> _EXTRACTED TEXT_:
How did you know that's exactly where I'm hitting a brick wall? I have a couple who were married in 1819. I have their marriage bond and the bondsman and witness is not a family member. I have their Census records for 1820, 1830, and 1840, which show that they had two male children living with them, (ages 10-23) presumably their own children, but they could possibly have a family member's children living with them. I have other similar incidents in my tree. There is no death record because North Carolina did not issue death certificates until 1914. There are no land records, except a deed whereby the wife's father had willed and divided his land. I have recently ordered a copy of that document from the Register of Deeds and am anxious to see what it contains. I suppose I might be able to browse the 1850 Census to see who was living in that area with that surname who was not recorded in 1840, hoping that they still lived at home. I know who their neighbors were. And I suppose I could hope that they stayed in the same location until 1914, that they died in their mid-late 70s, and browse death certificates for them because nothing comes up in a search. If I can't find any other documentation, then I must postulate who these two male children were. It's a bit nerve wracking if you're a person, such as myself, who craves completion.

Submitted byEEon Fri, 11/28/2014 - 09:44

Ah, Debra, that's the kind of brick wall many researchers hit! That's why EE's QuickLessons focus so often on research methodology.

> _RECORD SET_:
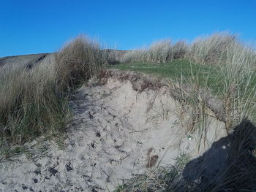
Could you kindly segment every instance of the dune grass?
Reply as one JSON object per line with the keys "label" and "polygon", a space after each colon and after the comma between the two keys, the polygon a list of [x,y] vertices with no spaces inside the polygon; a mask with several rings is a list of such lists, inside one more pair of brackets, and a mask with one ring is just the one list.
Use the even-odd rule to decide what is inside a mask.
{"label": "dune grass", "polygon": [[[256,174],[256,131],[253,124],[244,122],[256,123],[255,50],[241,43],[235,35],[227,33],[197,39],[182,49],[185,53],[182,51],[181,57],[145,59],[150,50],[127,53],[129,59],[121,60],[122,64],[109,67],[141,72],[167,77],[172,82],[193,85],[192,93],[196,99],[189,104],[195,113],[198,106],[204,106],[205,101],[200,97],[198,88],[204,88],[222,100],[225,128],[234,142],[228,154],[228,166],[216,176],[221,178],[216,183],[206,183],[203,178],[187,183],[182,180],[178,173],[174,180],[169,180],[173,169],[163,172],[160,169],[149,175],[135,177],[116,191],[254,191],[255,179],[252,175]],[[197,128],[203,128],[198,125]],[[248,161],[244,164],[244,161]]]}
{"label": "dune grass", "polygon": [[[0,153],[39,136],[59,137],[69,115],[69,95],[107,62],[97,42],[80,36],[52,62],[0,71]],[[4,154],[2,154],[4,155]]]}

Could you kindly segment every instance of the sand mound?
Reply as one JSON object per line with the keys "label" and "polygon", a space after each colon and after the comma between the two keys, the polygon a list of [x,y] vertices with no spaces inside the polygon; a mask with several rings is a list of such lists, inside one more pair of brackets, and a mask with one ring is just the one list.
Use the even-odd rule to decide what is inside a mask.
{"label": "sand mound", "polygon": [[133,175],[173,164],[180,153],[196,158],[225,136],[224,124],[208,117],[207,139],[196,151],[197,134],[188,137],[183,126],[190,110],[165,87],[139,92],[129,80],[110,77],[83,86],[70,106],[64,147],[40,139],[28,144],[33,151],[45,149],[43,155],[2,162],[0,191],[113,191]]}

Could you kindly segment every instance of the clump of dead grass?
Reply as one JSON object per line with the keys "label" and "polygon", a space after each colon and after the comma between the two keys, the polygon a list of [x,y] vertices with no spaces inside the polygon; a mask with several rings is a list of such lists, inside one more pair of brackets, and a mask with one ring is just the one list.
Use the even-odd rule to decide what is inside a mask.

> _PROBLEM SET_:
1. Copy word for word the passage of the genealogy comment that begins at the words "Submitted byEEon Fri, 11/28/2014" and stops after "on research methodology.".
2. According to the genealogy comment, in what year did North Carolina begin issuing death certificates?
The data has no connection to the genealogy comment.

> _RESPONSES TO THE EXERCISE_:
1.
Submitted byEEon Fri, 11/28/2014 - 09:44

Ah, Debra, that's the kind of brick wall many researchers hit! That's why EE's QuickLessons focus so often on research methodology.

2. 1914